**OPIS ZADANIA**:
Proszę zredagować wiersze od tego, który zawiera „the tree in this photo as pixel coordinates.”, do tego, który zawiera „(1106, 746)”, włącznie. Zastąp w nich „pixel coordinates” przez „pixel positions”, a całą resztę pozostaw bez zmian.

**DANE**:
= = = = =

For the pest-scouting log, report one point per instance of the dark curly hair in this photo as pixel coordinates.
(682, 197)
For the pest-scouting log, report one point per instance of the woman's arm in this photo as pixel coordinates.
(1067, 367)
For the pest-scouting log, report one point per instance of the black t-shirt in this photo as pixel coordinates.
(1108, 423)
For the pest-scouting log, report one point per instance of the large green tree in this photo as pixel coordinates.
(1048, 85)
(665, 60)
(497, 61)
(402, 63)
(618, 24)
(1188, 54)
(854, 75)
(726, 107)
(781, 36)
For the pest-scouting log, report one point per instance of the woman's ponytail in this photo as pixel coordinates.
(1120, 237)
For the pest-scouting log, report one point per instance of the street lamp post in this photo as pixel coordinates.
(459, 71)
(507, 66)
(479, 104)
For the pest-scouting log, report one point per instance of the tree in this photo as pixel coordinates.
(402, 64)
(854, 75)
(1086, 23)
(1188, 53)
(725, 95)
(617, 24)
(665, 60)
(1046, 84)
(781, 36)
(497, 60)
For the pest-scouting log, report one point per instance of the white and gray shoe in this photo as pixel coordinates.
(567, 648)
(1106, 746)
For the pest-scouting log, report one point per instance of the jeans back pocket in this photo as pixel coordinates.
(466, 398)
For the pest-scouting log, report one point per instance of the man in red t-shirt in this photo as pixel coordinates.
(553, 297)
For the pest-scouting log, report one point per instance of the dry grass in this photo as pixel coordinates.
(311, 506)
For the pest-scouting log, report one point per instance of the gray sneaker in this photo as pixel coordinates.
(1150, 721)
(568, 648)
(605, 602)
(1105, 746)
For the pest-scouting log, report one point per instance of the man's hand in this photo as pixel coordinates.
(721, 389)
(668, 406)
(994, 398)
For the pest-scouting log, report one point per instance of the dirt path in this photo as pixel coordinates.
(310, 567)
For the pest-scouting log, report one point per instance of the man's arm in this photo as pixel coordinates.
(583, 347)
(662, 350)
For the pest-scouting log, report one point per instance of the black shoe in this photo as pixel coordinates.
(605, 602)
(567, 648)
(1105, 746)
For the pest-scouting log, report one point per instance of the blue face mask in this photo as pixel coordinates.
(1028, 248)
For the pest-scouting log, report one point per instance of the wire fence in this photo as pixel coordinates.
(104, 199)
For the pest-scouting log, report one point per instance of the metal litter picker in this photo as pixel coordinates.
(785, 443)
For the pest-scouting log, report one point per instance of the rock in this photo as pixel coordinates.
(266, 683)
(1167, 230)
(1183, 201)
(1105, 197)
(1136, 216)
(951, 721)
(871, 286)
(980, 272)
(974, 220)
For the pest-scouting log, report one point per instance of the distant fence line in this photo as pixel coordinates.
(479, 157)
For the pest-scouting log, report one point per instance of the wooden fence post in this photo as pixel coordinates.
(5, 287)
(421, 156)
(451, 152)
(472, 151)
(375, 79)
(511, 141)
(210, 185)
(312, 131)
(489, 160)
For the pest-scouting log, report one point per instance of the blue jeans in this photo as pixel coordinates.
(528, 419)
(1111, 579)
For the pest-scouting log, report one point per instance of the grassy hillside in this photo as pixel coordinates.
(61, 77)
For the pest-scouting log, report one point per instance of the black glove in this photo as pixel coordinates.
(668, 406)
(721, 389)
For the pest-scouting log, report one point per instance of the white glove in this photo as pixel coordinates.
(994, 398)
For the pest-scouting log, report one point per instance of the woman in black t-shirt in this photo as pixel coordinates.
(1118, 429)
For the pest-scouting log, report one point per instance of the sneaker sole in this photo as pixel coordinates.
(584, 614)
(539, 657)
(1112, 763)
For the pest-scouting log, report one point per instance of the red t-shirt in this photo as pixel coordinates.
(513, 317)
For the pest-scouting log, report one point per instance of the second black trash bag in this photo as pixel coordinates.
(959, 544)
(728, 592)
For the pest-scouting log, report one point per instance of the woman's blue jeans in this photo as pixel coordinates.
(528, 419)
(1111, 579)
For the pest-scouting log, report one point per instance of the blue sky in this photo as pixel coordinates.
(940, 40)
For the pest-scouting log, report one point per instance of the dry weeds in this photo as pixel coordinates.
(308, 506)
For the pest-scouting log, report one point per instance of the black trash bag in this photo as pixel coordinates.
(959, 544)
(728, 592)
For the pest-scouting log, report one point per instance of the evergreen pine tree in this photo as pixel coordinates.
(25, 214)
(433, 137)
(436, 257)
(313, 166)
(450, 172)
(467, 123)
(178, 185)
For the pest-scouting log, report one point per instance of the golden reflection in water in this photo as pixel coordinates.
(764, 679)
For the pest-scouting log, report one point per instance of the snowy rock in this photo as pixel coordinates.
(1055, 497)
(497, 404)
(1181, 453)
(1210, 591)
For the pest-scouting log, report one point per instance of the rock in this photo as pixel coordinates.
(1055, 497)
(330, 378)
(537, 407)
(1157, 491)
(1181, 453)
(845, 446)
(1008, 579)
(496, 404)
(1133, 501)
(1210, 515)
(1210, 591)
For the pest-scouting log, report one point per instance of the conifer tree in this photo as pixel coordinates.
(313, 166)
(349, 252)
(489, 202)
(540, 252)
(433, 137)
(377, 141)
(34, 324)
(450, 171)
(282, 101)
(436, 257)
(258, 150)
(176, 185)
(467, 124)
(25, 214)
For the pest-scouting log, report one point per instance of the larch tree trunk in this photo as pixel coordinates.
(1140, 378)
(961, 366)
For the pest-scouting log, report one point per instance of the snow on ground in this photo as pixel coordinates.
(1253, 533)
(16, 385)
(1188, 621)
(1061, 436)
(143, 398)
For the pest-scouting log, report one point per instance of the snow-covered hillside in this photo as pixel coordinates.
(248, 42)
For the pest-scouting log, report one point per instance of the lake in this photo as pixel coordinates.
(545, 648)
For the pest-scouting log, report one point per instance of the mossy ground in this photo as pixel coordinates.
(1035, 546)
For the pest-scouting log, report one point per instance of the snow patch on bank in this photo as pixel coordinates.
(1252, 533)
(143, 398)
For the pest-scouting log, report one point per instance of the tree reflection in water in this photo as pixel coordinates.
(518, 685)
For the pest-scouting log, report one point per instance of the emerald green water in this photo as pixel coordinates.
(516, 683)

= = = = =

**ODPOWIEDŹ NA ZADANIE**:
For the pest-scouting log, report one point per instance of the tree in this photo as pixel positions.
(402, 64)
(854, 75)
(1086, 23)
(1188, 53)
(725, 95)
(617, 24)
(665, 60)
(1046, 84)
(781, 36)
(497, 60)
For the pest-scouting log, report one point per instance of the white and gray shoe in this photo as pixel positions.
(567, 648)
(1106, 746)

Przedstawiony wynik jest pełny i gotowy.